- [DO ZROBIENIA]:
**a.** Kto zagra na fortepianie podczas prawykonania opisanego w tekście o pieśniach Łukaszewskiego?
**b.** Przepisz z tekstu o pieśniach Łukaszewskiego fragment od słów „- aktywne linki” aż do słów „Centrum Informacji Muzycznej.” włącznie.

─── TEKST DO PRZECZYTANIA ───

Trzy pieśni Marcina T. Łukaszewskiego do słów Cezarego M. Dąbrowskiego - PRAWYKONANIE.
26 września 2024 roku w Dworku Sierakowskich w Sopocie odbędzie się prawykonanie Trzech pieśni do słów Cezarego Macieja Dąbrowskiego na sopran i fortepian Marcina Tadeusza Łukaszewskiego. Kompozycje zabrzmią w interpretacji Doroty Całek (sopran) i Anny Mikolon (fortepian).
Na cykl składają się wiersze wybrane z tomu Zimno nadchodzi: Erotyk, Jabłko, Żurawie.
![]() |
Oto co napisała jedna z Czytelniczek, w reakcji na wieść o koncercie:
„Wspaniała wiadomość dla miłośników muzyki poważnej i osób ceniących Pana twórczość. Piękne, emocjonalne przedsięwzięcie w klimatycznym otoczeniu i wspaniałej oprawie artystycznej. Cieszę się, że Pana serce bije radością. Nie ma nic piękniejszego niż wzruszenie zarówno Artysty jak również odbiorcy jego dzieła. (...) „Talent jest przywilejem raczej niż zasługą. Tworzący artysta nie ma prawa uważać go za swoją własność. Jest to dobro powierzone, które przeznaczone jest do przekazania innym ludziom w postaci gotowych, możliwych do wykonania utworów”. – Witold Lutosławski. Pozdrawiam serdecznie…".
- aktywne linki
World premiere of Three Songs by Marcin Tadeusz Łukaszewski,set to the poetry of Cezary Maciej Dąbrowski
Trzy pieśni na sopran i fortepian do słów Cezarego Macieja
Dąbrowskiego – komentarz Kompozytora Marcina Tadeusza Łukaszewskiego,
opublikowany na stronie Polskiego Centrum Informacji Muzycznej.

─── WYBRANY MATERIAŁ ───

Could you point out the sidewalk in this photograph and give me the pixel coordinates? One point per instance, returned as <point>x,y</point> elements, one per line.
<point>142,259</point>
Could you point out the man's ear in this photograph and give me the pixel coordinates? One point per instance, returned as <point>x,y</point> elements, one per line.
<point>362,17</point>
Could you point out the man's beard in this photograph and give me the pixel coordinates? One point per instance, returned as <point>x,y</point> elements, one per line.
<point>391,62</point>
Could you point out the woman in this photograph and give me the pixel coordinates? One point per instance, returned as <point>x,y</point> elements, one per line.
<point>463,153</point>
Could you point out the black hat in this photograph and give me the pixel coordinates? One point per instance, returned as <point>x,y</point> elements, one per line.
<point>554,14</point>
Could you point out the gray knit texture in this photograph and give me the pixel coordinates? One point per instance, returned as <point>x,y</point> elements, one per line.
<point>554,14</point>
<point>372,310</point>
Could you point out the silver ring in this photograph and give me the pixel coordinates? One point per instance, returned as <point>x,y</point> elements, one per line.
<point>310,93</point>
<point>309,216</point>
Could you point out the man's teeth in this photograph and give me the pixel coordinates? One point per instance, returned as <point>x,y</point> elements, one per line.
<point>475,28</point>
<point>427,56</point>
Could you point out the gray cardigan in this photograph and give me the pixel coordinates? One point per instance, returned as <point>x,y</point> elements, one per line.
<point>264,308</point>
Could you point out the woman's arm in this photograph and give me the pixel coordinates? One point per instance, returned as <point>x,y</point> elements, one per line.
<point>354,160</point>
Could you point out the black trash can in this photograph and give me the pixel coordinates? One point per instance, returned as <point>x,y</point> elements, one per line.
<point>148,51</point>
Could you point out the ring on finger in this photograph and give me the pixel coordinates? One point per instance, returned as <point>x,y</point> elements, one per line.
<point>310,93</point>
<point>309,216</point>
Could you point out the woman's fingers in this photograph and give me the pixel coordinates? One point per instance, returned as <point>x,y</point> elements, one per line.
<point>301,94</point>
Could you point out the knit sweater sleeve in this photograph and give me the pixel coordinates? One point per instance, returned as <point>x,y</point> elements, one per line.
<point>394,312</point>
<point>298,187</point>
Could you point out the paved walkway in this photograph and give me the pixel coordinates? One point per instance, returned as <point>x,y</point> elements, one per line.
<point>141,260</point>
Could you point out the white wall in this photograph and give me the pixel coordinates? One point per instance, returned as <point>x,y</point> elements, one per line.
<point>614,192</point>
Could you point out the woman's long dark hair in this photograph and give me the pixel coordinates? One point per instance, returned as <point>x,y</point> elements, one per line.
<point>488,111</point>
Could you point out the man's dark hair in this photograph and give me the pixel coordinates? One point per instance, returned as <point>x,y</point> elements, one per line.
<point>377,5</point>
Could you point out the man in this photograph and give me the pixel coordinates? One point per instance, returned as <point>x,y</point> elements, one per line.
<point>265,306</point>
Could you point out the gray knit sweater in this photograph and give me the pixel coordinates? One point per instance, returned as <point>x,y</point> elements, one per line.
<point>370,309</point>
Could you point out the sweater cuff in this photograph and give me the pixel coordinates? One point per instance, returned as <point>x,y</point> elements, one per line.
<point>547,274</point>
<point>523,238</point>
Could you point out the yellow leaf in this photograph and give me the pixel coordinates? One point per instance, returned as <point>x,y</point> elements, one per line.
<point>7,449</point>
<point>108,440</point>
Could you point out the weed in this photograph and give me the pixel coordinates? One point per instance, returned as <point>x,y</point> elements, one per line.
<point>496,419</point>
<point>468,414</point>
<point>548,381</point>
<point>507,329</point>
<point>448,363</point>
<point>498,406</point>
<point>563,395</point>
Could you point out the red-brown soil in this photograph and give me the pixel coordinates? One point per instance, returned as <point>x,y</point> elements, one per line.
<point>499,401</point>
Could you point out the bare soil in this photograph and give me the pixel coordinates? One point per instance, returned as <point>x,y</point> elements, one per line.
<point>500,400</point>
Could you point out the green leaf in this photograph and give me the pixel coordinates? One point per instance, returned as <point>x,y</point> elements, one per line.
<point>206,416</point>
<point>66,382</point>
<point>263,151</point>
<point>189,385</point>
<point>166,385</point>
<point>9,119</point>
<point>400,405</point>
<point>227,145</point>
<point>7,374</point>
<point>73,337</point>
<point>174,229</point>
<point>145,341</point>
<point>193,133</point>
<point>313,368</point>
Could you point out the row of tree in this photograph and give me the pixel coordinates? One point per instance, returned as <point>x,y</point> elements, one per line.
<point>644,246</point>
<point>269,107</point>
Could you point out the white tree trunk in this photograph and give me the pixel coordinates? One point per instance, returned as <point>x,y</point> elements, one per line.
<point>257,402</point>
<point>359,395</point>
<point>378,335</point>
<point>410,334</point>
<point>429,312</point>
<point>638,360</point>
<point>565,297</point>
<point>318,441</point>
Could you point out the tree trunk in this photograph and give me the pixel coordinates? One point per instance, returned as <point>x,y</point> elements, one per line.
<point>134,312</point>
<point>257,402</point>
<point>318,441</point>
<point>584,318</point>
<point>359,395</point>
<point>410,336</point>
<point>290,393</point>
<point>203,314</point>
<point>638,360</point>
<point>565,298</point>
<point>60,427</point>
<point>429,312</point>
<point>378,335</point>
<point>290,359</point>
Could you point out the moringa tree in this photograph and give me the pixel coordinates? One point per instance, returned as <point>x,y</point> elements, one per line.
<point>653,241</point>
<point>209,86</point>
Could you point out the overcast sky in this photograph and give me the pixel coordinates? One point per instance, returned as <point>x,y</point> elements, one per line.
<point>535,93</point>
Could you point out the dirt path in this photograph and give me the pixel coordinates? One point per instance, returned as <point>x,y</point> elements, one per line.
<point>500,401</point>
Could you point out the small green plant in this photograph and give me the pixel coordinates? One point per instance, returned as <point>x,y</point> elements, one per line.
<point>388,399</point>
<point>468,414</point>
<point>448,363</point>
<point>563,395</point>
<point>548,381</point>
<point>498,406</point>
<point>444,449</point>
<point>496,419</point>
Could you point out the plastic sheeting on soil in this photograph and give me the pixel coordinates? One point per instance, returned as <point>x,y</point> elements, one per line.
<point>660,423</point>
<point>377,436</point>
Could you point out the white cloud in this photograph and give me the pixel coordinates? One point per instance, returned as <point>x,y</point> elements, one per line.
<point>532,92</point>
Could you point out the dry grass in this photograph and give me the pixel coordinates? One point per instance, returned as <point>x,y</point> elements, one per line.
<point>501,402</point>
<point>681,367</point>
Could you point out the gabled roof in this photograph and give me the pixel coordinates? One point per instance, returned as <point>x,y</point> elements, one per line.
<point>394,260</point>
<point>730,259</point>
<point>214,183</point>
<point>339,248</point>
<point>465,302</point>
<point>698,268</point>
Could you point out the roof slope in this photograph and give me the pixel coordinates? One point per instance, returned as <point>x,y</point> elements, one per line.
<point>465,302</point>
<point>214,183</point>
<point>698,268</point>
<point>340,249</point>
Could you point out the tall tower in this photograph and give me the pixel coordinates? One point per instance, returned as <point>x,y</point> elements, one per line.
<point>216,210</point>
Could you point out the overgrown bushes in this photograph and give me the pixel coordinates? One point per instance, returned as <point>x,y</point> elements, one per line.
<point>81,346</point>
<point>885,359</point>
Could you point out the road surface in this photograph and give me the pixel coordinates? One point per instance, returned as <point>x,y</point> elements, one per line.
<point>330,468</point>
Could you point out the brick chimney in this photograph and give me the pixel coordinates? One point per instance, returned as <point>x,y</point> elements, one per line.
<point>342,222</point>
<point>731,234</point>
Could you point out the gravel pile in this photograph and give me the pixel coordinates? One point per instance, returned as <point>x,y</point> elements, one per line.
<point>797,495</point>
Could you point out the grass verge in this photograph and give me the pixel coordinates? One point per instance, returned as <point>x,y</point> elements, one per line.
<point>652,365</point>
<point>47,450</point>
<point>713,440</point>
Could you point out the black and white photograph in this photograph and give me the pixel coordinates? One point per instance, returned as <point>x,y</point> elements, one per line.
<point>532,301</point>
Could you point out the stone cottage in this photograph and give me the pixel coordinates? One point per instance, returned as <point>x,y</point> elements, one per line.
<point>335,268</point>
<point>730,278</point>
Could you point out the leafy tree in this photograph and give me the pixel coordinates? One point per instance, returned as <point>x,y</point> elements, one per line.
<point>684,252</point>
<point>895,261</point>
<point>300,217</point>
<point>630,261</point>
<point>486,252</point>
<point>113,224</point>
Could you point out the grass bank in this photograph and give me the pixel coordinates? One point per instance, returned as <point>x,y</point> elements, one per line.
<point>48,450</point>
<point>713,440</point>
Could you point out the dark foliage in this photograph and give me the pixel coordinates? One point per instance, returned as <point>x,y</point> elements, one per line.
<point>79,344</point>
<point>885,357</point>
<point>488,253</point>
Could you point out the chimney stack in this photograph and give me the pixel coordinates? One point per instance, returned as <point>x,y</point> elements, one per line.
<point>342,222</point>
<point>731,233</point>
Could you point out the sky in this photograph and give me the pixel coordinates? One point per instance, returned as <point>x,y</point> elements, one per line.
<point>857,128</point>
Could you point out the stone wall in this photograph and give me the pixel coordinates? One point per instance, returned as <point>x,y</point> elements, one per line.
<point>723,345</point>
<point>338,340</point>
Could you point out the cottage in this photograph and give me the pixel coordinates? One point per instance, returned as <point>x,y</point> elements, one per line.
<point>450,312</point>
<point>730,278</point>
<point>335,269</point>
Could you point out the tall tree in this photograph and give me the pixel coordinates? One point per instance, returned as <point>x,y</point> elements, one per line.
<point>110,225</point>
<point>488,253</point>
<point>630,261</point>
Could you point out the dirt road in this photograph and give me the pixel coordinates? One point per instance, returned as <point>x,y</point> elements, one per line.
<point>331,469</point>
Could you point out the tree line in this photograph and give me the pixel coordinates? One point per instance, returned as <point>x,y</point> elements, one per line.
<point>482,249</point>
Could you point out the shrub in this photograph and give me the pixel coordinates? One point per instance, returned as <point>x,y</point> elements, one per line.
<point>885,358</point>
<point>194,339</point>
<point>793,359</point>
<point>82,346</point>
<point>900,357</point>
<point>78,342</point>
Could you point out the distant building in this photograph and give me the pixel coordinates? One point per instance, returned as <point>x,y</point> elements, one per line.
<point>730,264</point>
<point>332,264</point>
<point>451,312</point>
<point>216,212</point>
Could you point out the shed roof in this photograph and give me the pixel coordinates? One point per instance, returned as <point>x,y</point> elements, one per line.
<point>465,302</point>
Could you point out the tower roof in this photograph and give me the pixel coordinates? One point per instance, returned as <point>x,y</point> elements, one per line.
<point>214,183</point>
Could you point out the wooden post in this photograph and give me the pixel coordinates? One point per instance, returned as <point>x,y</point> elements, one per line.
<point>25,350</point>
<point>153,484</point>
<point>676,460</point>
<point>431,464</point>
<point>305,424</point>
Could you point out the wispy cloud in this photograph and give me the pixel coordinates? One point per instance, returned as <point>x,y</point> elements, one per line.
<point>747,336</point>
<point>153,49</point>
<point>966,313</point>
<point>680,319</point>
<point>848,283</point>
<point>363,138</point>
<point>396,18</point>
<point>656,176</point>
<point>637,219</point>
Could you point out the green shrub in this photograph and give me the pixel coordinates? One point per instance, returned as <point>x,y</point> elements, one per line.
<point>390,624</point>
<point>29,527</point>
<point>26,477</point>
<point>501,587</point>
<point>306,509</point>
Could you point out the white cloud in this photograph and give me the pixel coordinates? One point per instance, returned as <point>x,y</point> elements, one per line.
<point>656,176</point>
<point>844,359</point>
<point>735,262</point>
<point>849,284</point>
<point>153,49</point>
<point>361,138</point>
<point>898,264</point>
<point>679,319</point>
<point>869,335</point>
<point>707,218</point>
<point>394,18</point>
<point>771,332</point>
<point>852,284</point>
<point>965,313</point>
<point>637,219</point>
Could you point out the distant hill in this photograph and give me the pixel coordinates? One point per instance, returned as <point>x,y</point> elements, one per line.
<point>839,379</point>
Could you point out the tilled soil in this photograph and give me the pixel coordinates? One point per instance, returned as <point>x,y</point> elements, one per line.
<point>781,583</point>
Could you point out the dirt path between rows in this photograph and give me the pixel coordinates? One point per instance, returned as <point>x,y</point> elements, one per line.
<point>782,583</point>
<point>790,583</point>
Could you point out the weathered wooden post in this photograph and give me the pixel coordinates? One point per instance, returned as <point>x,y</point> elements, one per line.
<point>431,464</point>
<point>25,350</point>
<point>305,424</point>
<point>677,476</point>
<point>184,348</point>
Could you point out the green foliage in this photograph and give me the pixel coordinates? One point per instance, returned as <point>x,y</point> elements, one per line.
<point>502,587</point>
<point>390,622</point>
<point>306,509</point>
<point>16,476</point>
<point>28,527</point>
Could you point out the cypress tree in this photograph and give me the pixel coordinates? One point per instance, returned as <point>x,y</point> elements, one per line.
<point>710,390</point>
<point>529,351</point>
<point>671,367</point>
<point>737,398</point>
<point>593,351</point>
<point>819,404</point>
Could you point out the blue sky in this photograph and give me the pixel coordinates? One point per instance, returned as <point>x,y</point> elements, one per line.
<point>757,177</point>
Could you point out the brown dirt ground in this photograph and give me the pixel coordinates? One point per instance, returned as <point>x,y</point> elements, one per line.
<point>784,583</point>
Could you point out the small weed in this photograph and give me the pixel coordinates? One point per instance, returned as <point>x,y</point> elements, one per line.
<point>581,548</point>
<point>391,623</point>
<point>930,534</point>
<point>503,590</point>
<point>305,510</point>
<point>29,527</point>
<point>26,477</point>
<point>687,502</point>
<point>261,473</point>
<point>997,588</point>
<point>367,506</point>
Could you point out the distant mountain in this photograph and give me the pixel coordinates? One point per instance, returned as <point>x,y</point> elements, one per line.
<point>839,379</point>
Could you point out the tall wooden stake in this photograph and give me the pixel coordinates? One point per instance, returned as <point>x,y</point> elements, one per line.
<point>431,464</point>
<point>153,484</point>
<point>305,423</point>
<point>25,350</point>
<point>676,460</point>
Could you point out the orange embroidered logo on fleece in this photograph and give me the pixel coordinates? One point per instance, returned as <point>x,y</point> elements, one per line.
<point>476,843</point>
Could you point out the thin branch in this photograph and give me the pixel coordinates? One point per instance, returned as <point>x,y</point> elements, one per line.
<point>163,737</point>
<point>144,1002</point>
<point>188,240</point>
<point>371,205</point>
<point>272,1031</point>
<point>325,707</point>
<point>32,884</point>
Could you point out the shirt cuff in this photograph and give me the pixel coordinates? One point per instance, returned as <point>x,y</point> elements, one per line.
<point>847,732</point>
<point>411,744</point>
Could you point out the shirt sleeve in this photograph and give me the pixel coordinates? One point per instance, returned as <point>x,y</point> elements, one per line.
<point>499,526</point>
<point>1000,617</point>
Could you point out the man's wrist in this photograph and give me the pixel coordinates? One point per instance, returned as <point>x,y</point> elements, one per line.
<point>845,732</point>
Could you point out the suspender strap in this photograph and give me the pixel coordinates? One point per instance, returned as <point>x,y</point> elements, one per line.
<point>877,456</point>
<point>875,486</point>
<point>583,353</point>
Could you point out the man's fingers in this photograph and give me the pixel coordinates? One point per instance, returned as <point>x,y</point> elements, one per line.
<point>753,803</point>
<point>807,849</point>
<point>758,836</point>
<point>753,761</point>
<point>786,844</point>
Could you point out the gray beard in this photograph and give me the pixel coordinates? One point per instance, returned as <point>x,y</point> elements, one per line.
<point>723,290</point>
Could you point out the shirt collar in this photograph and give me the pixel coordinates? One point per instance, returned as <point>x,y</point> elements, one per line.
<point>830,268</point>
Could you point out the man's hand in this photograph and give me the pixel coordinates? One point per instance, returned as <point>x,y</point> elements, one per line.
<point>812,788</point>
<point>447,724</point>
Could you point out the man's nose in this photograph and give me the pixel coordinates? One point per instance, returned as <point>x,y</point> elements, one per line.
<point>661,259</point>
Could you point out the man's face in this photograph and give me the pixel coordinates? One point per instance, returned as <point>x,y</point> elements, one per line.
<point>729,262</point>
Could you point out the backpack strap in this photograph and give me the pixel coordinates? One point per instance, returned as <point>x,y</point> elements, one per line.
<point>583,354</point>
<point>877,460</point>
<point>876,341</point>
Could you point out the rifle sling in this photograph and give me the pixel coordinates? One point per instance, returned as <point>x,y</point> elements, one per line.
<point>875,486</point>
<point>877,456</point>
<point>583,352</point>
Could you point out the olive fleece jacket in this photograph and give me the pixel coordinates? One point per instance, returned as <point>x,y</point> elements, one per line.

───

- [WYNIKI ZADAŃ]:
**a.** Anna Mikolon.

**b.**
- aktywne linki
World premiere of Three Songs by Marcin Tadeusz Łukaszewski,set to the poetry of Cezary Maciej Dąbrowski
Trzy pieśni na sopran i fortepian do słów Cezarego Macieja
Dąbrowskiego – komentarz Kompozytora Marcina Tadeusza Łukaszewskiego,
opublikowany na stronie Polskiego Centrum Informacji Muzycznej.